[Excerpt to read Boundary: Start]
Daily Archives: December 21, 2010

Residual issues

I did not go to the EPU this morning.

I very badly did not want to go. The one with the walk-in clinic the GP wanted me to go to is the one I attended when I lost Pikaia, and it was horrible. The waiting room is full of happy families all there for the 20-week anatomy scan. The secretarial staff are breath-takingly rude. The doctor who did that scan got shirty with me for weeping and being unable to discuss whether I wanted a D&C or not less than three minutes after she’d told me my precious, precious baby was dead. When we went back for the D&C, they put us back in that same waiting-room. I had to fill out the paperwork with the nurse right there in that fucking crowded waiting-room, surrounded by pregnant women and their excited kids, partners, grand-parents etc., facing a TV-screen showing adverts and infomercials for breast-feeding and nappies. The D&C gave me a severe and excruciatingly painful infection and landed me back in hospital a few days later. That sucked too. At one point, dirty, sweaty, wearing only a short hospital gown, having spent days vomiting and in agony in a hospital bed, they wheeled me down to that exact same waiting-room and left me there for nearly an hour to wait for yet another follow-up scan, while small scared children stared at me wide-eyed asked their enormously rounded mothers ‘what’s the matter with that lady?’ and their mothers backed away from me in horror.

I am not going back to that EPU unless they wheel me through it unconscious.

Before you all fret, I discussed it at length with H, and we decided that if I was still bleeding red or in the least bit crampy this morning, I would phone the nice, gentle, thoughtful EPU at Mothership Hospital, who saw me through the loss of Flash and Zombryo, and ask them to look after me.

Lo and behold, today I am merely spotting heavily, and not cramping even a little bit.

If anything bothers me at all at all, I will phone the EPU I like. At the EPU I like, the general maternity clinic is right the other side of the hospital from it. The waiting rooms are small, and there are several of them, so the nurses can put you somewhere more private if you’re upset. Your paperwork is done in an office, with the door shut. The ward, should you need to be admitted, is just around the corner rather than several floors and corridors away. The receptionist is kind and efficient. The medical staff are patient and gentle.

I feel fine, now, anyway.

(No I don’t. I feel angry and sad and bitter and miserable and frustrated and very, very, very tired of this).
[Excerpt to read Boundary: End]
[Information shown Boundary: Start]
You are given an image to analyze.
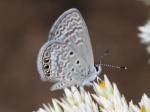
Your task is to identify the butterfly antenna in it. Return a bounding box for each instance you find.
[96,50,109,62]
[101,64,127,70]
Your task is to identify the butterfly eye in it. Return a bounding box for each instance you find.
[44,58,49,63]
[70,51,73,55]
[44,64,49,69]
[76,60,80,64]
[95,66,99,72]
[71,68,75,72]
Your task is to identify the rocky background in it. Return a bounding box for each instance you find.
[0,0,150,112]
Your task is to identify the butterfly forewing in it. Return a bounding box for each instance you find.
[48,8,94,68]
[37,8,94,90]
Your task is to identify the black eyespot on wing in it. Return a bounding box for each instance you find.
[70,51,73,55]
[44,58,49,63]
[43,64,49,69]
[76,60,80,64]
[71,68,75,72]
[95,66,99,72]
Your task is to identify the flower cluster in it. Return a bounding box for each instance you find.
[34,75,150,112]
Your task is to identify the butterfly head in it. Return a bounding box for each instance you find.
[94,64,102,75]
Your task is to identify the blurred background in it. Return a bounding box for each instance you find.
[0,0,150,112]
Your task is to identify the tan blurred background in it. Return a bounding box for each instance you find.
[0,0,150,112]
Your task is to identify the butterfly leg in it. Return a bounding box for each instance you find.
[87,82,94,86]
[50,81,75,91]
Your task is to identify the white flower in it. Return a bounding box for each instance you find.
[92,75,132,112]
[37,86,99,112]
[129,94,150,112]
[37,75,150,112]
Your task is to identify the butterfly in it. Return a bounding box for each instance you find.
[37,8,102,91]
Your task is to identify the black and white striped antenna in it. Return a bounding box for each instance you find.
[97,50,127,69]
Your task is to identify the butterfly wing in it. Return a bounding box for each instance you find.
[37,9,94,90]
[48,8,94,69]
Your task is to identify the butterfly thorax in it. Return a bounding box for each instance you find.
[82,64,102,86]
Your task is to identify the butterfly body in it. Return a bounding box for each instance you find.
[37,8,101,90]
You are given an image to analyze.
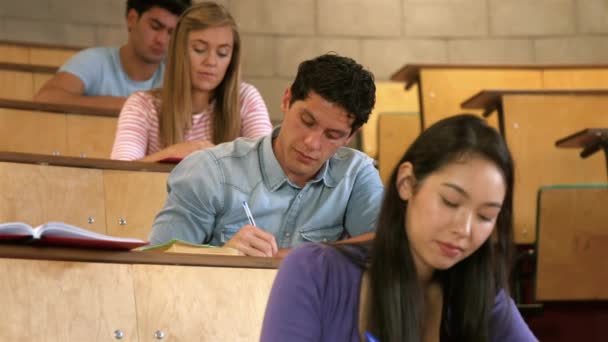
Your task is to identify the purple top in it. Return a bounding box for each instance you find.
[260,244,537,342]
[Information shown Boundary: End]
[Information shown Boundary: Start]
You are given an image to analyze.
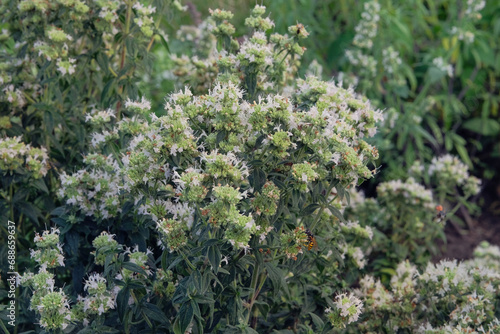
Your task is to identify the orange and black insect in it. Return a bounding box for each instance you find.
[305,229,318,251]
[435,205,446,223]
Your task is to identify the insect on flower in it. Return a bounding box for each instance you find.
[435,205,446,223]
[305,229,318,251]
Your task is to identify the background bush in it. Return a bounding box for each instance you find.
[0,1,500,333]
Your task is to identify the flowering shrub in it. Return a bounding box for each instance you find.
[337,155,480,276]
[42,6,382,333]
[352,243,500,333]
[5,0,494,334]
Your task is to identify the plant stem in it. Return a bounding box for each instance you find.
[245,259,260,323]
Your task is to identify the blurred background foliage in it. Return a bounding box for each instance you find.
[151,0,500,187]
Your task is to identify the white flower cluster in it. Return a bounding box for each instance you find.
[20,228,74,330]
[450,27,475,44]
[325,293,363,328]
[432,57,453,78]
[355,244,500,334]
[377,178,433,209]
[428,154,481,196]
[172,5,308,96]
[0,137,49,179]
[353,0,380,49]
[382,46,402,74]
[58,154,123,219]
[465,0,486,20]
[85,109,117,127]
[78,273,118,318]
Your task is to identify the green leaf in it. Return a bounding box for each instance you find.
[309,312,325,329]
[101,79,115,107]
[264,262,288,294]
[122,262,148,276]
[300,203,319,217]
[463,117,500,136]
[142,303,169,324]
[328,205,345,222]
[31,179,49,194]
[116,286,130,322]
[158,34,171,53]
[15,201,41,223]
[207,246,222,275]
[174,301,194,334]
[Information shown Boundary: End]
Work to complete:
a. Answer these questions from the blog post:
(i) What scan were the families in the first waiting room there for?
(ii) What did the D&C give the writer?
(iii) Where is the paperwork done at the EPU the writer likes?
b. For each statement, say whether the blog post agrees, and quote the words that decide it:
(i) The writer went to the EPU this morning.
(ii) The writer talked the decision over with H.
(iii) Today the writer is cramping a little.
c. Copy the blog post's text word for word, starting at "If anything bothers" and ending at "tired of this).".

Solutions to each task:
a.
(i) The 20-week anatomy scan.
(ii) A severe and excruciatingly painful infection.
(iii) In an office, with the door shut.

b.
(i) No: "I did not go to the EPU this morning."
(ii) Yes: "I discussed it at length with H"
(iii) No: "not cramping even a little bit."

c.
If anything bothers me at all at all, I will phone the EPU I like. At the EPU I like, the general maternity clinic is right the other side of the hospital from it. The waiting rooms are small, and there are several of them, so the nurses can put you somewhere more private if you’re upset. Your paperwork is done in an office, with the door shut. The ward, should you need to be admitted, is just around the corner rather than several floors and corridors away. The receptionist is kind and efficient. The medical staff are patient and gentle.

I feel fine, now, anyway.

(No I don’t. I feel angry and sad and bitter and miserable and frustrated and very, very, very tired of this).